* EXERCISE PROMPT *
Take from the material every line containing the string "green" and copy it.

* INFORMATION *
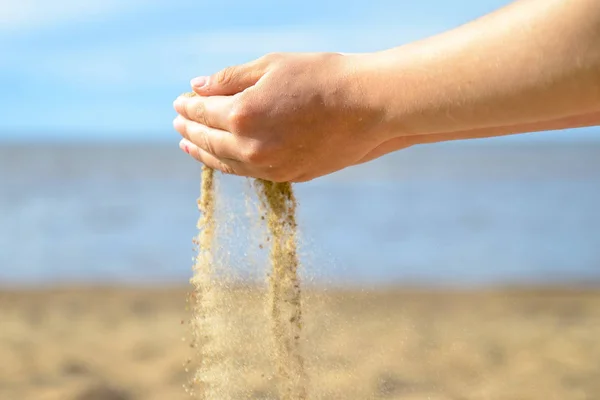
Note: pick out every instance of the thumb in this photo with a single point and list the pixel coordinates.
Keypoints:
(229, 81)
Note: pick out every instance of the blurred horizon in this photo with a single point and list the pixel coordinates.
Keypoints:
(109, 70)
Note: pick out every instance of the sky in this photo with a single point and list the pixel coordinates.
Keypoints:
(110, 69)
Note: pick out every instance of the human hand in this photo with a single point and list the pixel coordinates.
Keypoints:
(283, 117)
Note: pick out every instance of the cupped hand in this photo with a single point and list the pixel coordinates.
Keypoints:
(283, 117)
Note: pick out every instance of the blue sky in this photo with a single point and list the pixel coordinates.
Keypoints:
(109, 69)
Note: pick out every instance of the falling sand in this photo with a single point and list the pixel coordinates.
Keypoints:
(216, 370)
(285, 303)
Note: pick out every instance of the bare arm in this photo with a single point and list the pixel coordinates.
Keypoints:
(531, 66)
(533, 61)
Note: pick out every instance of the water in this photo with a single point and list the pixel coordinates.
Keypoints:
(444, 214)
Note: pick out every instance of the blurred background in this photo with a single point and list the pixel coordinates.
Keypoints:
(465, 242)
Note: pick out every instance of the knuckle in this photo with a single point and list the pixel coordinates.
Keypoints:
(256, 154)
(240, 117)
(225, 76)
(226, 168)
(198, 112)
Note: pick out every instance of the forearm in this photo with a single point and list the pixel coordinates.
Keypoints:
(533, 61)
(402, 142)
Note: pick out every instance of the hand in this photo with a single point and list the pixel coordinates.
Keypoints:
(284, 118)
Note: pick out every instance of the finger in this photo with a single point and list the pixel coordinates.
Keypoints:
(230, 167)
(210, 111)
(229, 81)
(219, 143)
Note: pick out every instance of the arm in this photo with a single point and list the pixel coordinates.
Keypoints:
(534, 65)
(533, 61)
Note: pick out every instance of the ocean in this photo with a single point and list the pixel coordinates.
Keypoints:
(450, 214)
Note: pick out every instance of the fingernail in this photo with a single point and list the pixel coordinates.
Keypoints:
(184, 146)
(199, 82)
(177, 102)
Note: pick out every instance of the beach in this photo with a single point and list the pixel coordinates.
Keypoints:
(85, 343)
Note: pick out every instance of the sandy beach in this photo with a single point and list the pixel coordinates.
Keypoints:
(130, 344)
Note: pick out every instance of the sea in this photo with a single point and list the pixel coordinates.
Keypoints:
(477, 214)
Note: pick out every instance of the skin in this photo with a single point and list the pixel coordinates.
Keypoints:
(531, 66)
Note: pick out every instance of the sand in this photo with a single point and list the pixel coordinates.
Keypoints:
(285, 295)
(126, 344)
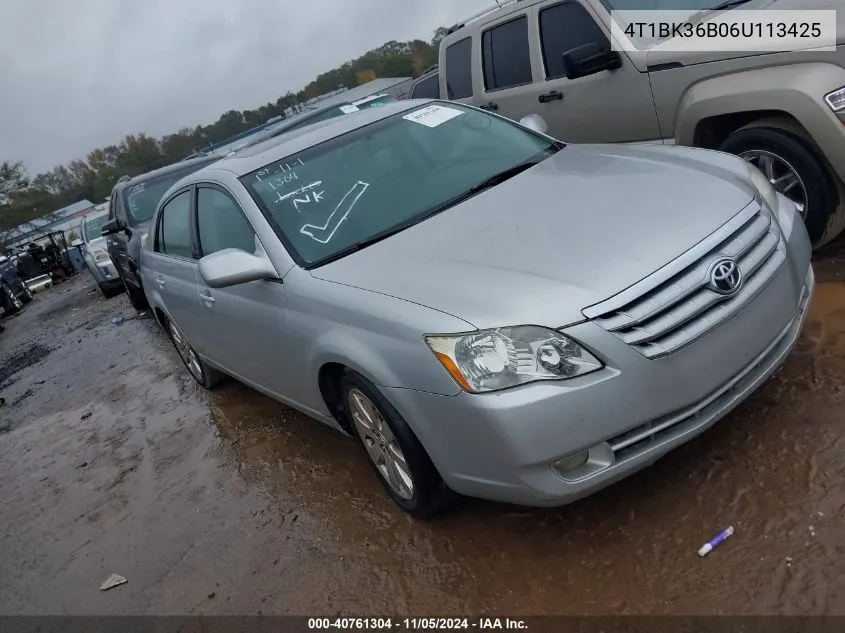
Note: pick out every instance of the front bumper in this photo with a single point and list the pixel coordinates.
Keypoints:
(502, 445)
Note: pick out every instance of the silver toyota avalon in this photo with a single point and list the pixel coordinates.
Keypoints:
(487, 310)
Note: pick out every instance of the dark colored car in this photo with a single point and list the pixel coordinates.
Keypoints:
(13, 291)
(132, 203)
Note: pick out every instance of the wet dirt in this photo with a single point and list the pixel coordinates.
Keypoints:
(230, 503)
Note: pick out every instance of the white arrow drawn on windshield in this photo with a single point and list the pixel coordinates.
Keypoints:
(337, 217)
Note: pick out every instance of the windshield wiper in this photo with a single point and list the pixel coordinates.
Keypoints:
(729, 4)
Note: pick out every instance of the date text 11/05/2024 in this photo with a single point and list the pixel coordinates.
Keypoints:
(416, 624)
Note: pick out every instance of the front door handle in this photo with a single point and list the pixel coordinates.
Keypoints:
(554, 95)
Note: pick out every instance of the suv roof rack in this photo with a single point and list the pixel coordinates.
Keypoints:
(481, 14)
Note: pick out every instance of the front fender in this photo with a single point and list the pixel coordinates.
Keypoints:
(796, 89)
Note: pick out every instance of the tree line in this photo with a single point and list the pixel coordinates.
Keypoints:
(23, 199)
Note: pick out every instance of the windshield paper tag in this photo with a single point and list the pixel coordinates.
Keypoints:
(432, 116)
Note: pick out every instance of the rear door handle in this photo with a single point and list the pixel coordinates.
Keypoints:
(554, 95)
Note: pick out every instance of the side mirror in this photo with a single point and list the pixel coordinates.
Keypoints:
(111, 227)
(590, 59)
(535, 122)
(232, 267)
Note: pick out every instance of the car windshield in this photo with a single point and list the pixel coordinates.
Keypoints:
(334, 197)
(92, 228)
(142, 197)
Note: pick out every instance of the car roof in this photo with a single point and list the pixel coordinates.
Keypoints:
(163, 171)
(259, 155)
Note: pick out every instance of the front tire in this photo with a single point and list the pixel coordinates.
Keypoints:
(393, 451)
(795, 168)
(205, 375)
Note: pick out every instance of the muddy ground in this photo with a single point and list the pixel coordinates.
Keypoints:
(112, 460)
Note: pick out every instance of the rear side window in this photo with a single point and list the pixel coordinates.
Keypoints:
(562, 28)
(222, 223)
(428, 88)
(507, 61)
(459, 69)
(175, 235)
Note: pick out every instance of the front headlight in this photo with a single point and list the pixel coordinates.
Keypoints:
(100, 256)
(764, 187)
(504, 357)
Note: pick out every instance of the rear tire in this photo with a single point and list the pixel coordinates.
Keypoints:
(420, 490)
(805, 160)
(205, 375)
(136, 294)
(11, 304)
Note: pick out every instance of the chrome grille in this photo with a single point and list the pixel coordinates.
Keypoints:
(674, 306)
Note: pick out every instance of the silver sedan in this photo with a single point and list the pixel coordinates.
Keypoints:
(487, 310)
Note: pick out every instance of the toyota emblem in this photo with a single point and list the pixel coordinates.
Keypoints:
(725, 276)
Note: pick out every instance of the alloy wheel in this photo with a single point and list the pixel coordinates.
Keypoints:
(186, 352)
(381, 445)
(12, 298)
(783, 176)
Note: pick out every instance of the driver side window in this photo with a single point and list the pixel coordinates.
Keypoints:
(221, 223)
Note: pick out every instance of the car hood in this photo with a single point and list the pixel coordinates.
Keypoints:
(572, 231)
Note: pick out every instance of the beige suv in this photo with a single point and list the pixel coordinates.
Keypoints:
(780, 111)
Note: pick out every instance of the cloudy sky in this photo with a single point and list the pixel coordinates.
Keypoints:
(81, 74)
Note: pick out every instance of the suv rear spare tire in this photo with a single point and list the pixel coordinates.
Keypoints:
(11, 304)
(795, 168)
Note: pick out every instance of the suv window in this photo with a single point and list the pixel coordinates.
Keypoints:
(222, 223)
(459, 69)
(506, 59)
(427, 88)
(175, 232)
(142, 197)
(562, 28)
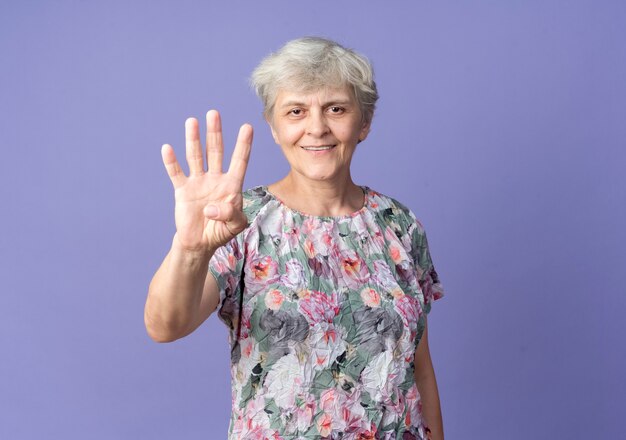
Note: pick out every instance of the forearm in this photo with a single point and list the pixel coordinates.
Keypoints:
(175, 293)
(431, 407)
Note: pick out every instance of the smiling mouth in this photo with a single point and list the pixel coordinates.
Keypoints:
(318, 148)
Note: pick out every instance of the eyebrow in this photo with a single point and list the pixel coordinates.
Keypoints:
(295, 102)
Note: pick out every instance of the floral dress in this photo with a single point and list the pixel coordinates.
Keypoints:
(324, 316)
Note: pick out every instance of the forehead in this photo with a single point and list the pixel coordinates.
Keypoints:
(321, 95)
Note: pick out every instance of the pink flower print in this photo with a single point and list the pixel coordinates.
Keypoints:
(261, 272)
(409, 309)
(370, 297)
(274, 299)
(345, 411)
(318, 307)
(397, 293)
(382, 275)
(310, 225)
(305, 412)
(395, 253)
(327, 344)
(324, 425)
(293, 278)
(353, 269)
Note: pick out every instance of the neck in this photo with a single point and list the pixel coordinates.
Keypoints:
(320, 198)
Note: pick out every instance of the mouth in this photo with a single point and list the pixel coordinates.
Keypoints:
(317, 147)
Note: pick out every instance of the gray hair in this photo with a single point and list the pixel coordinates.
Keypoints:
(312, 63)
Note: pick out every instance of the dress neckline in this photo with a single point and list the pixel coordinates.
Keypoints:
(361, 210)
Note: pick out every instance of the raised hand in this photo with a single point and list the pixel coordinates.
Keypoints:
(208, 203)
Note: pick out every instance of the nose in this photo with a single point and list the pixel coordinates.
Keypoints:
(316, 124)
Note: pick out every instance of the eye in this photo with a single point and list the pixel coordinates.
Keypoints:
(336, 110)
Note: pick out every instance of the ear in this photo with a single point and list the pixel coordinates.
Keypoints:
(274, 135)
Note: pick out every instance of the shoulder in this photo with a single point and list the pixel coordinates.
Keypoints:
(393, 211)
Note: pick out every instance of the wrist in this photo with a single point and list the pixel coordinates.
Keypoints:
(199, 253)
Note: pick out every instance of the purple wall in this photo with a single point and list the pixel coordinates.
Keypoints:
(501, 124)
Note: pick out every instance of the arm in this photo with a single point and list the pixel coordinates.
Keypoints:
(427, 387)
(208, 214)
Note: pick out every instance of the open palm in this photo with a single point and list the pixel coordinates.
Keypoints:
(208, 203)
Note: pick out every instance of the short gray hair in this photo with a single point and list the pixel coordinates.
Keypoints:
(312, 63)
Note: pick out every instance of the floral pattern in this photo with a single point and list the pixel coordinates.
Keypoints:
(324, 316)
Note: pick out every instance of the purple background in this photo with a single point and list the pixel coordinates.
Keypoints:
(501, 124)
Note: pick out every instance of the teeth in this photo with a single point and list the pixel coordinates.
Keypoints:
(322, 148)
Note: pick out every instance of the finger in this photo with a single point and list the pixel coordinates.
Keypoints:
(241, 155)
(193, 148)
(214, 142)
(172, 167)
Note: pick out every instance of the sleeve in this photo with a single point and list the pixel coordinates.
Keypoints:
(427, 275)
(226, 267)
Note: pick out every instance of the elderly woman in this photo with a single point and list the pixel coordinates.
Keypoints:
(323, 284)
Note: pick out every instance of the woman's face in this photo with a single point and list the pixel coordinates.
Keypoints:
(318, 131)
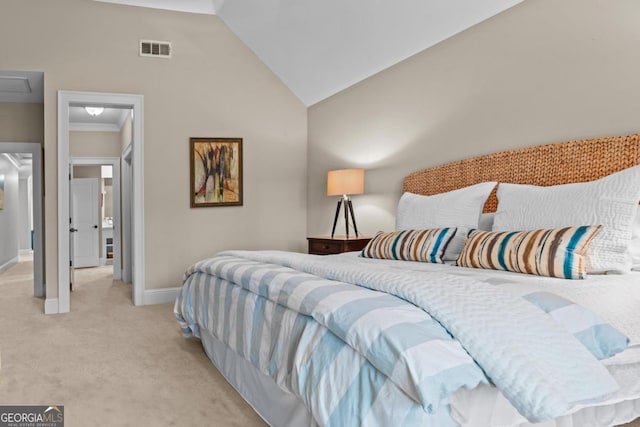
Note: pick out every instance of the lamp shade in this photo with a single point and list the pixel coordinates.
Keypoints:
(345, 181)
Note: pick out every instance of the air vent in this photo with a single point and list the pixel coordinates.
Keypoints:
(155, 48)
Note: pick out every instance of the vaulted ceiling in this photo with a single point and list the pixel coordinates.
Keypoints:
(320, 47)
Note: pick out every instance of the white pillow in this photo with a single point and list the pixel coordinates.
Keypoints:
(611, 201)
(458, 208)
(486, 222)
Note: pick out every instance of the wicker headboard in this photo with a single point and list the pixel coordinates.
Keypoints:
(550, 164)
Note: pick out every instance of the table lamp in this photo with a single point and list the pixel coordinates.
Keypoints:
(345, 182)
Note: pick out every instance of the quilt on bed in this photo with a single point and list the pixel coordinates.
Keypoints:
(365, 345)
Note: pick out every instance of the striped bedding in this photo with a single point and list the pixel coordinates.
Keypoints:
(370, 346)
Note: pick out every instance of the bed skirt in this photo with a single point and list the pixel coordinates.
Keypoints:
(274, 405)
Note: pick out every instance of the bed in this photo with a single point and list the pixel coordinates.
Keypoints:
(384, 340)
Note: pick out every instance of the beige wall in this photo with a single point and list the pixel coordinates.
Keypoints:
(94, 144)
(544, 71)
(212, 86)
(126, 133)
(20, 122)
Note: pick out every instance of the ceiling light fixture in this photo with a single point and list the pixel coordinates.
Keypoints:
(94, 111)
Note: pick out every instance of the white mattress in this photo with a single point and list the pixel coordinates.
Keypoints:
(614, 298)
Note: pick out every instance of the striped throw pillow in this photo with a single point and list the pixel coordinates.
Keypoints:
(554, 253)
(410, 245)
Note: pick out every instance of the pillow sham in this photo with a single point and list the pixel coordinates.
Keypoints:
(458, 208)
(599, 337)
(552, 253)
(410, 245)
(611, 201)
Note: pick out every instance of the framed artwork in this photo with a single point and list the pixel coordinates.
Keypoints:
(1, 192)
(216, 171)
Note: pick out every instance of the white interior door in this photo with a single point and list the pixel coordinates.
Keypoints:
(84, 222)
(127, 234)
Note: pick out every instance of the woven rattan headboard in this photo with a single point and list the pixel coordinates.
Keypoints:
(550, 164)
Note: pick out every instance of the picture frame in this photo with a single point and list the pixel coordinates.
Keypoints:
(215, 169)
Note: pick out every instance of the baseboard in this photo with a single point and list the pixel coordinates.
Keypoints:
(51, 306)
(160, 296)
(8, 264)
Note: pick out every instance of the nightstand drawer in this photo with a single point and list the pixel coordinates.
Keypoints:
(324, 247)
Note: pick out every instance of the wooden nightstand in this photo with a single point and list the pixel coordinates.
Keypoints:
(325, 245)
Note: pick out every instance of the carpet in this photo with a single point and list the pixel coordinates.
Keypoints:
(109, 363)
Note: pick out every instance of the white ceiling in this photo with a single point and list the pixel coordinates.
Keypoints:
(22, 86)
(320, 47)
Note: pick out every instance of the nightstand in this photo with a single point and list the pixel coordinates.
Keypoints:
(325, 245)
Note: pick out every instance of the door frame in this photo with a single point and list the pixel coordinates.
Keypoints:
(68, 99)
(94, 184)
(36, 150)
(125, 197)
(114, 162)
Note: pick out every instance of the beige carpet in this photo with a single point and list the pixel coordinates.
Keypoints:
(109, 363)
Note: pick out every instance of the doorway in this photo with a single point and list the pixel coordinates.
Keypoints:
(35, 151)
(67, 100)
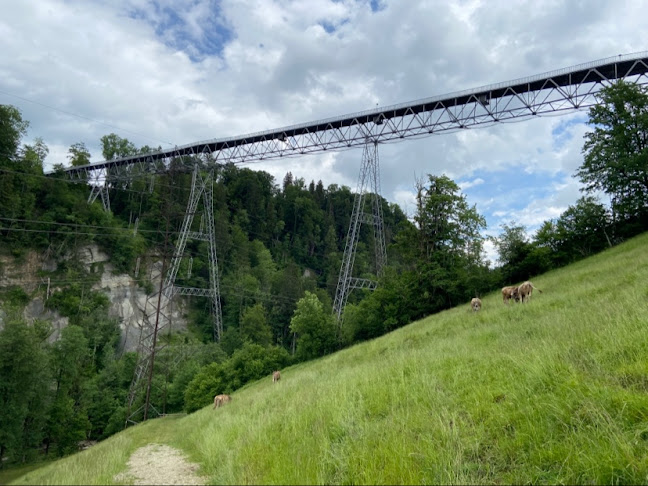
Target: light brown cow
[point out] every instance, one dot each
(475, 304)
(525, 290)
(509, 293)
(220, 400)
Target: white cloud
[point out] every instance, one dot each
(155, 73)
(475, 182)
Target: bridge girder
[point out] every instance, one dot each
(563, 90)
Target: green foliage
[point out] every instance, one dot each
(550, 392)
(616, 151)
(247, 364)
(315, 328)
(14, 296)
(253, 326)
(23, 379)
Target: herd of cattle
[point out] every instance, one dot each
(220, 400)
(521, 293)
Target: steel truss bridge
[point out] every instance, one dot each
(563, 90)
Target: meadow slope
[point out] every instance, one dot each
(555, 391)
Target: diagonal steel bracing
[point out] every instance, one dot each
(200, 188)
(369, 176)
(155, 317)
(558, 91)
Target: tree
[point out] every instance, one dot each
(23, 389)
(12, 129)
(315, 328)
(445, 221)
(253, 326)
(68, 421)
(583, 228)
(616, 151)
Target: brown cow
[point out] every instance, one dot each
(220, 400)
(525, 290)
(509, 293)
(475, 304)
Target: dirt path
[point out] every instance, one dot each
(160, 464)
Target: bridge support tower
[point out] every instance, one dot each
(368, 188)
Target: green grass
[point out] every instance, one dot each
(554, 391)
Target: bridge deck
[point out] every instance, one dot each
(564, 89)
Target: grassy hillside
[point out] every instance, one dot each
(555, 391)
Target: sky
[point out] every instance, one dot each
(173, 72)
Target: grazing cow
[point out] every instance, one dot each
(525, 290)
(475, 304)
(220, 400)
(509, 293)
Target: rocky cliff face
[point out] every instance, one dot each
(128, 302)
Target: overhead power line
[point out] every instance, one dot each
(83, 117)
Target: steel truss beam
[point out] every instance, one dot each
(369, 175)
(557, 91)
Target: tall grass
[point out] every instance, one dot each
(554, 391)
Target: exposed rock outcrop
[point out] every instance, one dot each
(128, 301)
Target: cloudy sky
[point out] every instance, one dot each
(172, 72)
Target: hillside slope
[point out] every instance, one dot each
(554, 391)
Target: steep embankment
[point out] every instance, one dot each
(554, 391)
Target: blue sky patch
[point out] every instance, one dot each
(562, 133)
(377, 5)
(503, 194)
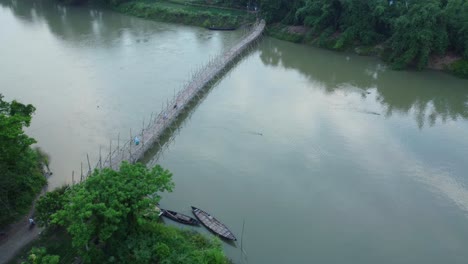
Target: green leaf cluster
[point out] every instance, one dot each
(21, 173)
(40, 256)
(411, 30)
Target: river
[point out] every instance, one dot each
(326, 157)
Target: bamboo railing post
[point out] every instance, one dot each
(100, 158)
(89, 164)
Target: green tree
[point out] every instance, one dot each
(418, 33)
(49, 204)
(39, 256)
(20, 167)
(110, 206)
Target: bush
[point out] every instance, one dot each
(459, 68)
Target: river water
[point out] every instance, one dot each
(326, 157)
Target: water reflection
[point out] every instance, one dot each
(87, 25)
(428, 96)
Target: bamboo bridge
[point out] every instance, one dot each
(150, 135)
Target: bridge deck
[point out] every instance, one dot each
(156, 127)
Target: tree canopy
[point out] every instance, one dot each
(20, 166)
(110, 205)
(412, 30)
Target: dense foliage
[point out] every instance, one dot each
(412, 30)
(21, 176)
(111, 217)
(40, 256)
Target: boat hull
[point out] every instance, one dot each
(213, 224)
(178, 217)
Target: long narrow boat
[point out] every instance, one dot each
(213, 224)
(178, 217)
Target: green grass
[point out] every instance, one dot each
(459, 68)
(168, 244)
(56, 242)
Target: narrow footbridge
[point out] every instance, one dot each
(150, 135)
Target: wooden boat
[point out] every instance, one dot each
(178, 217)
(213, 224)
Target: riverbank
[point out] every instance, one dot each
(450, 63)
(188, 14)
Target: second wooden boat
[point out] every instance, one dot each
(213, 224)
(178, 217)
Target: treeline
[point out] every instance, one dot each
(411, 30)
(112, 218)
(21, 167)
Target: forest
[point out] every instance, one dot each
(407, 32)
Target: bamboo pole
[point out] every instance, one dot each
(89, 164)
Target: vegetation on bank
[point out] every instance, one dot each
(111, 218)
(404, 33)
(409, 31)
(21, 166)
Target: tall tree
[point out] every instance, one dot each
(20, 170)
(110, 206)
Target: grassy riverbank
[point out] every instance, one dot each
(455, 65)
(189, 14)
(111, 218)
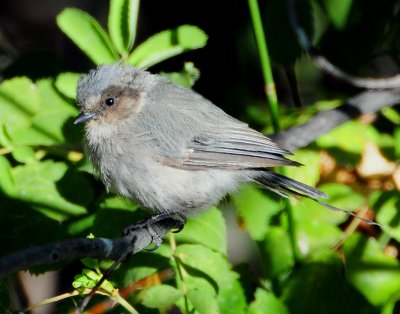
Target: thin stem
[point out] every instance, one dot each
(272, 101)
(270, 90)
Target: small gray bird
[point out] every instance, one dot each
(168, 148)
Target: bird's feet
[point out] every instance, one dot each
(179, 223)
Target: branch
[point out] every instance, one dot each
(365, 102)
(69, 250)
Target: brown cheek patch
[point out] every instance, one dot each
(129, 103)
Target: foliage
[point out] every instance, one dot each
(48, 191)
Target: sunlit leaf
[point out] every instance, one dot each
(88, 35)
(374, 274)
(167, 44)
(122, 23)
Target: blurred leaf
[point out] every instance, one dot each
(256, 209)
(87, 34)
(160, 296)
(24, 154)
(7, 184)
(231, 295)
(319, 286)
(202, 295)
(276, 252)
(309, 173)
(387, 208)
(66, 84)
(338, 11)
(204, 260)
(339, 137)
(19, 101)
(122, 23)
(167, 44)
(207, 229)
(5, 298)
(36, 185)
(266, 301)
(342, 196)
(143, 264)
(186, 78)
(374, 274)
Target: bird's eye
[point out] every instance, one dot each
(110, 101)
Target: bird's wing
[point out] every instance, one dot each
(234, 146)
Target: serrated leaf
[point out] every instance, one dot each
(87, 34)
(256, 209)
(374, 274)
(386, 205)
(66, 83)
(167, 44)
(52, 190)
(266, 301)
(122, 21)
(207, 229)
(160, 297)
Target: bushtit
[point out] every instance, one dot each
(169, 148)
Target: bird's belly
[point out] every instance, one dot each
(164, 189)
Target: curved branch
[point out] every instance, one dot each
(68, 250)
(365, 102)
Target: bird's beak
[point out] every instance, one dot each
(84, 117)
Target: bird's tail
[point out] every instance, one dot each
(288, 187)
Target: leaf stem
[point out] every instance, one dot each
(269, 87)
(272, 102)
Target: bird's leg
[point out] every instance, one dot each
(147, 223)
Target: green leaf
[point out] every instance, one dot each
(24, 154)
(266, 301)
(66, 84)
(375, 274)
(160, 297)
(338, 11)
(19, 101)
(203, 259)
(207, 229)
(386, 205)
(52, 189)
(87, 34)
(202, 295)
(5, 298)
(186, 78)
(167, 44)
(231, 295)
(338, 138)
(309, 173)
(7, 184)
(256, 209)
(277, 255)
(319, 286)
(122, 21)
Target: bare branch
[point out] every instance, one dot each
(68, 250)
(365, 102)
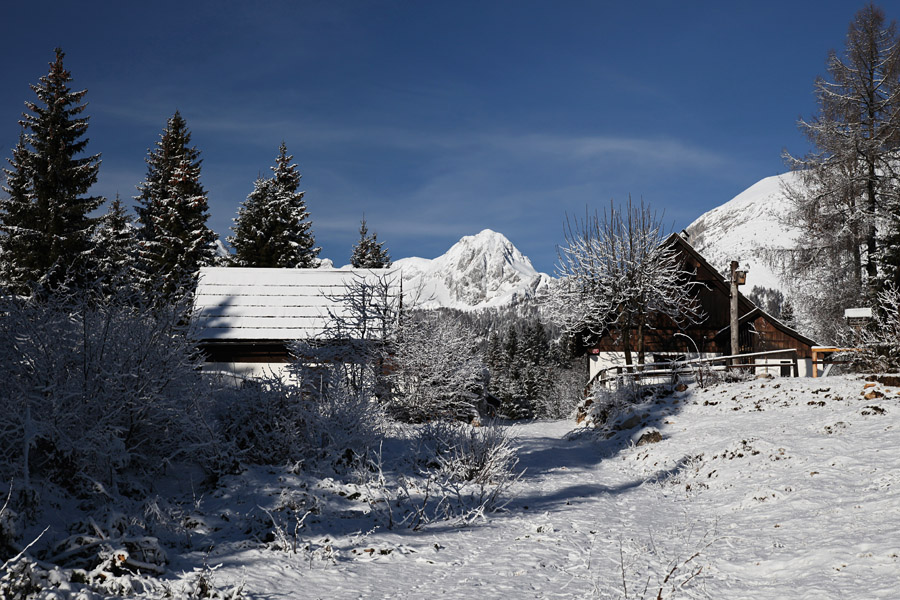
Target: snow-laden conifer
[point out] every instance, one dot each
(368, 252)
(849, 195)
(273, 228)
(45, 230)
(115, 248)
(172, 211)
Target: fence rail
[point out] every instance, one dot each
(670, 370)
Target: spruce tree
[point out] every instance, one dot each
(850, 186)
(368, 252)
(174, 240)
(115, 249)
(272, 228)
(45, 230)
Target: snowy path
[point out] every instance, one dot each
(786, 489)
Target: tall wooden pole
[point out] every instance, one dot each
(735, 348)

* SOLUTION BELOW *
Target: green foliage
Target: green grass
Target: green leaf cluster
Target: green tree
Target: green grass
Target: green leaf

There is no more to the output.